SHORT TASK =
Count the lines in the records below that contain the word "Find". Reply with only that number.

Annotated coordinate records
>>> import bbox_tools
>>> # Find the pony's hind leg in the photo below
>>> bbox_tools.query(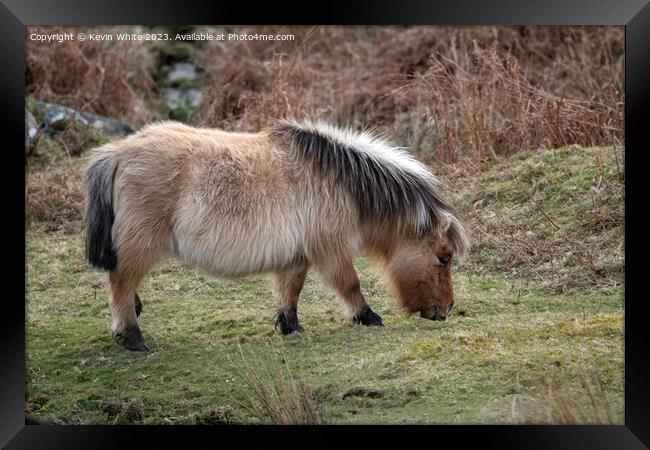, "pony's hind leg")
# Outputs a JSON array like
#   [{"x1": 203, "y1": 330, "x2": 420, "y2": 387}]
[
  {"x1": 319, "y1": 259, "x2": 384, "y2": 326},
  {"x1": 275, "y1": 264, "x2": 309, "y2": 334},
  {"x1": 135, "y1": 292, "x2": 142, "y2": 317},
  {"x1": 108, "y1": 265, "x2": 149, "y2": 352}
]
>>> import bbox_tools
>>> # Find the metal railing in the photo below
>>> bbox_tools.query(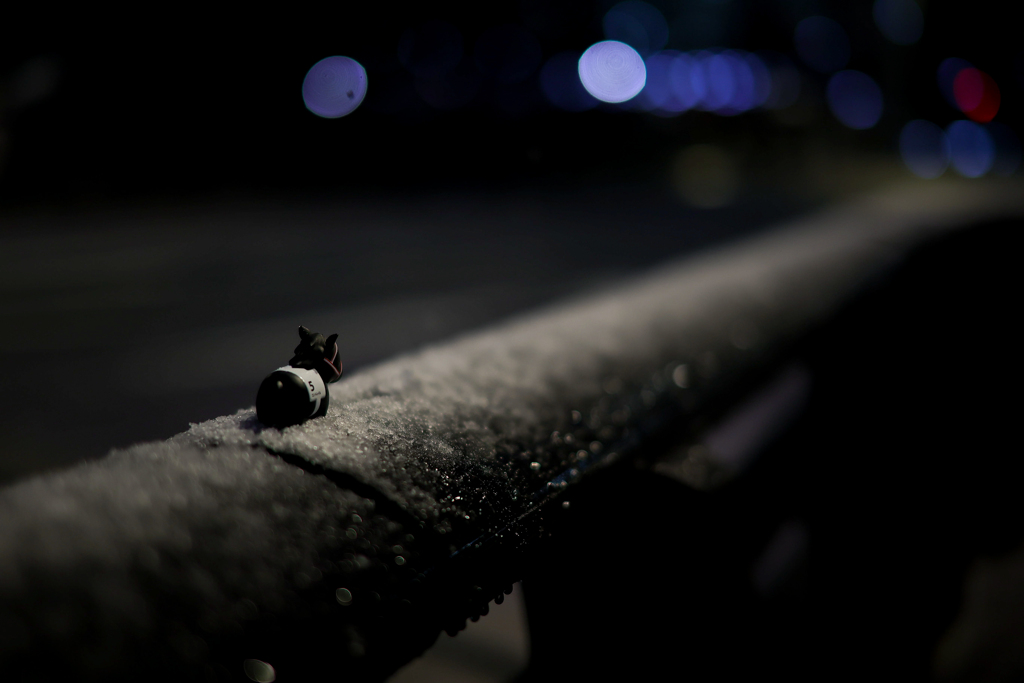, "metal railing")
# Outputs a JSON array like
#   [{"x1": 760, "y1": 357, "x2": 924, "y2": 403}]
[{"x1": 0, "y1": 184, "x2": 1019, "y2": 680}]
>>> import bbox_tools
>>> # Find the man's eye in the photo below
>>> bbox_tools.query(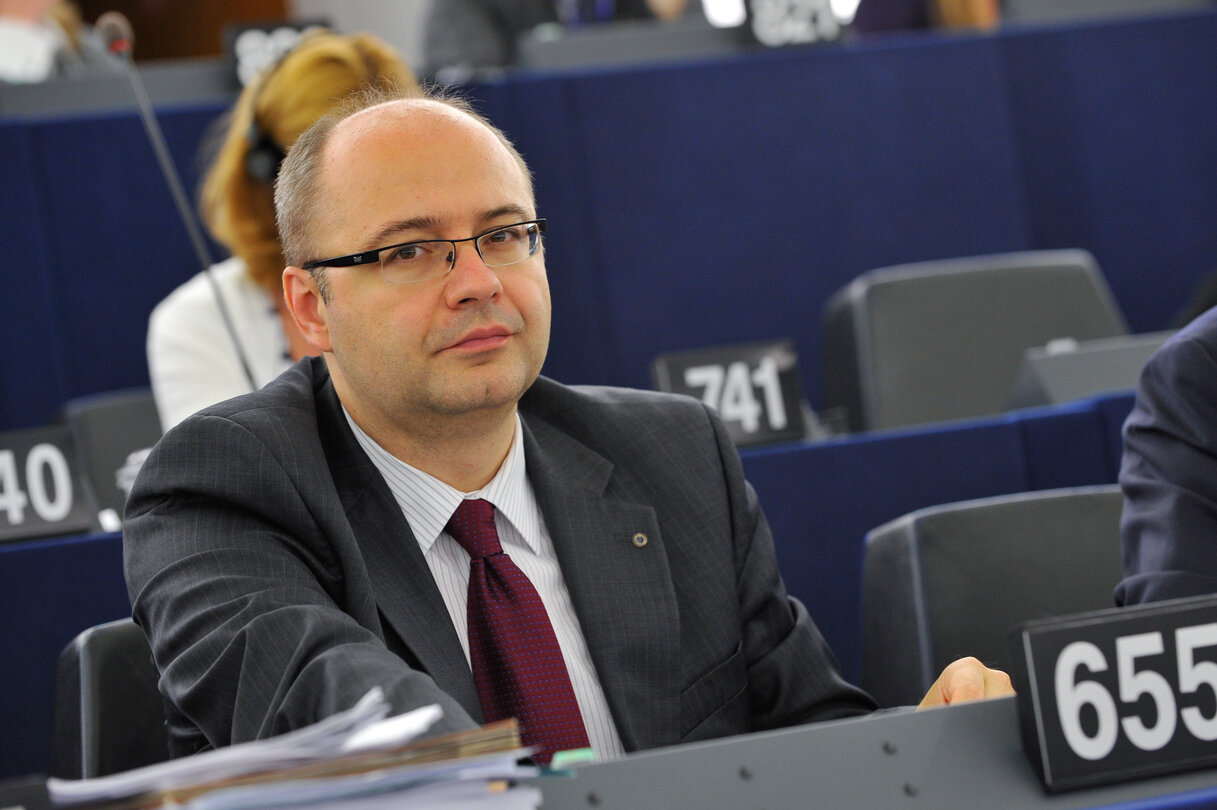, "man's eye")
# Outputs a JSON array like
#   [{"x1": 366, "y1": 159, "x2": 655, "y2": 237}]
[
  {"x1": 486, "y1": 226, "x2": 523, "y2": 244},
  {"x1": 389, "y1": 244, "x2": 422, "y2": 261}
]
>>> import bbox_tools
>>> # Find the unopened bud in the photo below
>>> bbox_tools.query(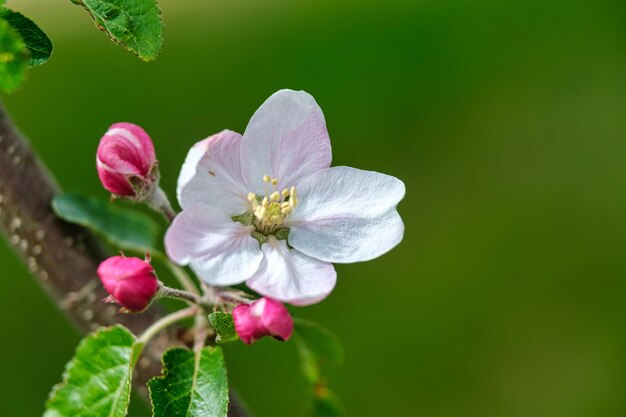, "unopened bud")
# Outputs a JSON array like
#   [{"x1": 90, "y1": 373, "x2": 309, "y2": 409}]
[
  {"x1": 98, "y1": 256, "x2": 159, "y2": 312},
  {"x1": 233, "y1": 297, "x2": 293, "y2": 345},
  {"x1": 96, "y1": 123, "x2": 158, "y2": 199}
]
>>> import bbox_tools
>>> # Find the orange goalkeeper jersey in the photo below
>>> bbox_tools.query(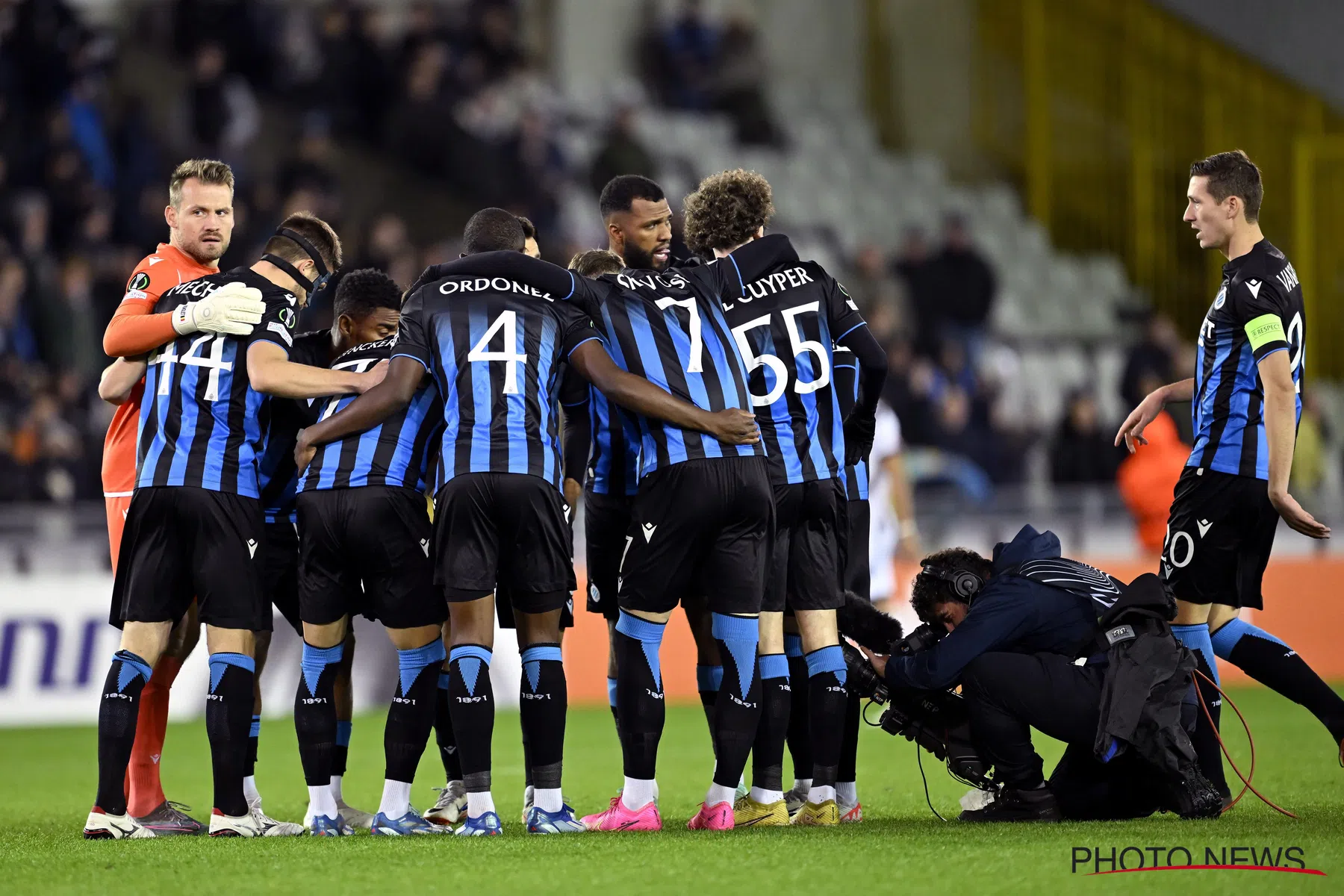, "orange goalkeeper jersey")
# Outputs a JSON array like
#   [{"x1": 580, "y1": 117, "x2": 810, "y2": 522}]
[{"x1": 102, "y1": 243, "x2": 218, "y2": 497}]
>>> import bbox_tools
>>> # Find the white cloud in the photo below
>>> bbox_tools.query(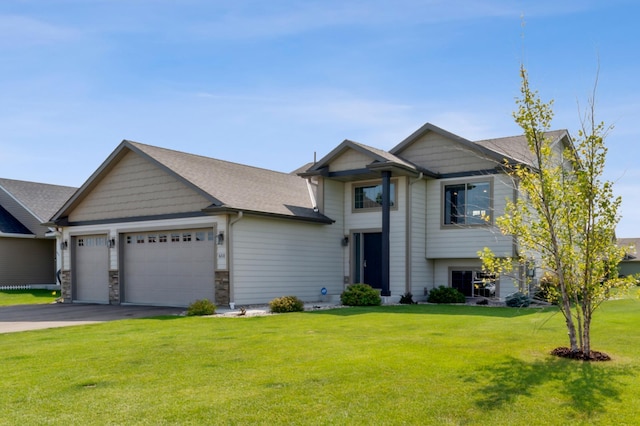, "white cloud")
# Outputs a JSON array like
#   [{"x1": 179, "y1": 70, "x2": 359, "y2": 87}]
[{"x1": 0, "y1": 15, "x2": 77, "y2": 48}]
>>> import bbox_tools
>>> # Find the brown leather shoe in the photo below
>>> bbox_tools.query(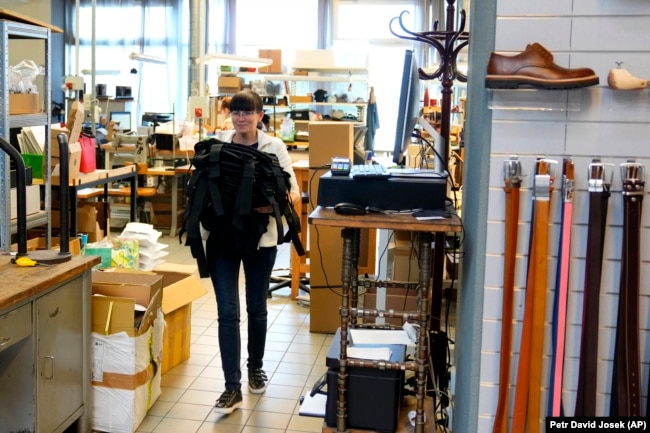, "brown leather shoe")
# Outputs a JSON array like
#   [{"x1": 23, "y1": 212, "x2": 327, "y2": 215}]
[{"x1": 485, "y1": 42, "x2": 598, "y2": 89}]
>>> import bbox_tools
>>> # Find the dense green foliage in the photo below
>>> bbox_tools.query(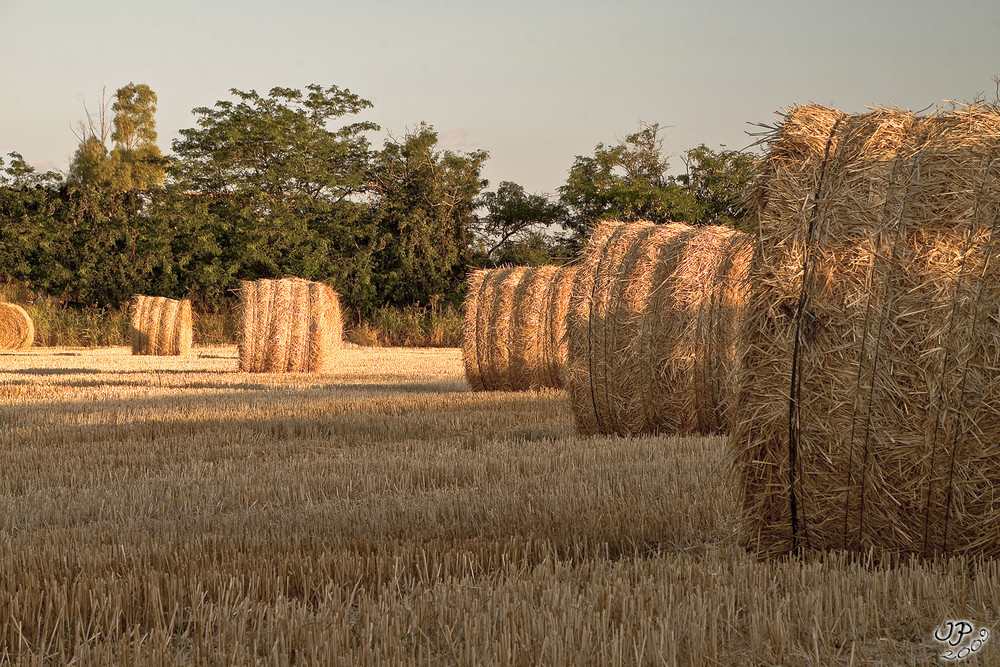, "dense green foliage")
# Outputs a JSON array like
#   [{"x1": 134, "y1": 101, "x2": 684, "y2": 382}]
[{"x1": 0, "y1": 83, "x2": 754, "y2": 330}]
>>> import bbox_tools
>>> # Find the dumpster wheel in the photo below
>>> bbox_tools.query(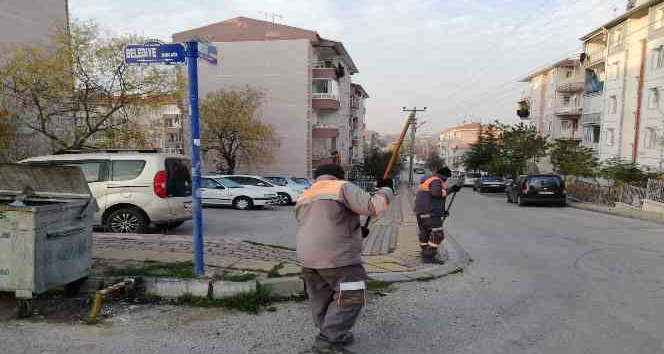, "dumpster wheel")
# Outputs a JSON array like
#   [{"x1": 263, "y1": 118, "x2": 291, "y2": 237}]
[{"x1": 16, "y1": 299, "x2": 32, "y2": 318}]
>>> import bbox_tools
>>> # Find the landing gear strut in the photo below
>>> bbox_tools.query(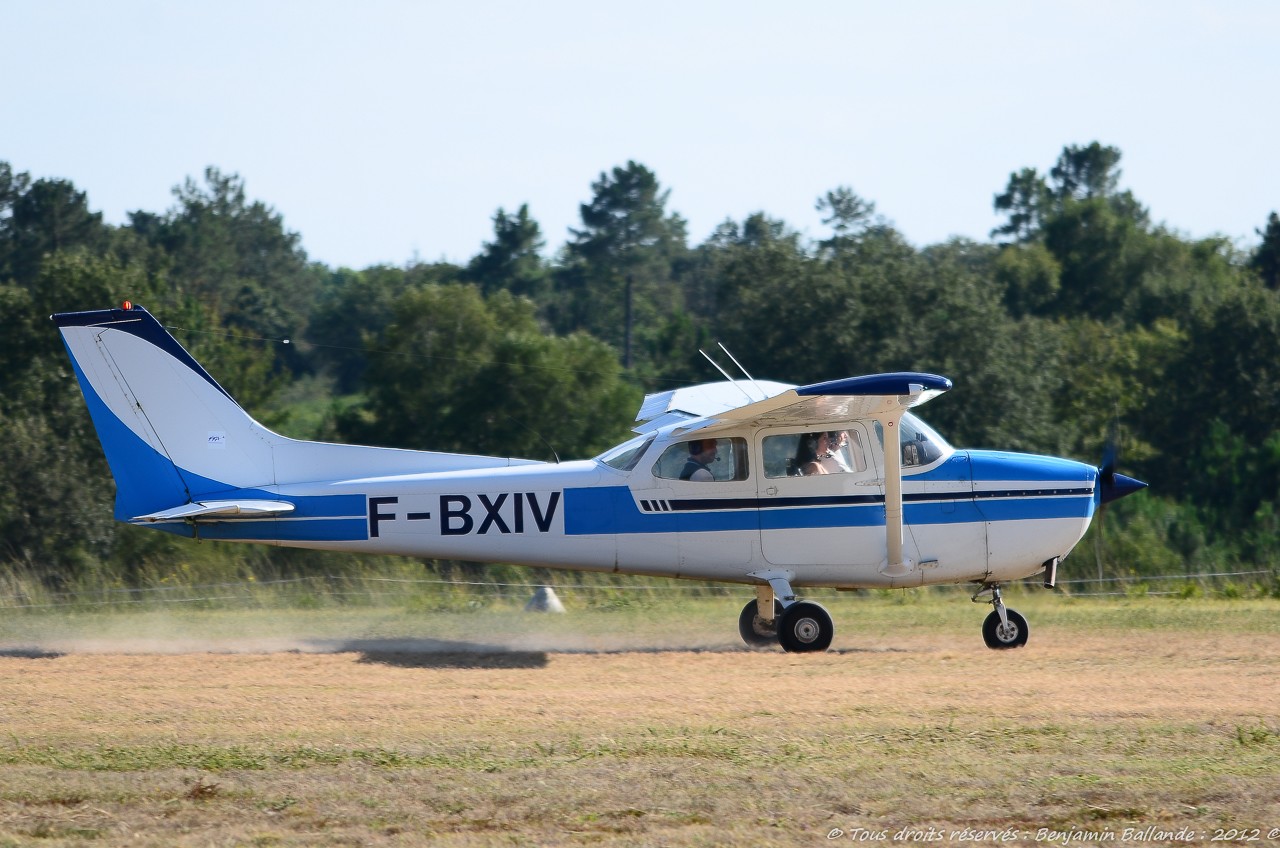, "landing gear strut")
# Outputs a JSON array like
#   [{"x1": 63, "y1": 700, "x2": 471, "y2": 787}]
[
  {"x1": 737, "y1": 576, "x2": 836, "y2": 653},
  {"x1": 973, "y1": 583, "x2": 1029, "y2": 651}
]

COMPLETE ANSWER =
10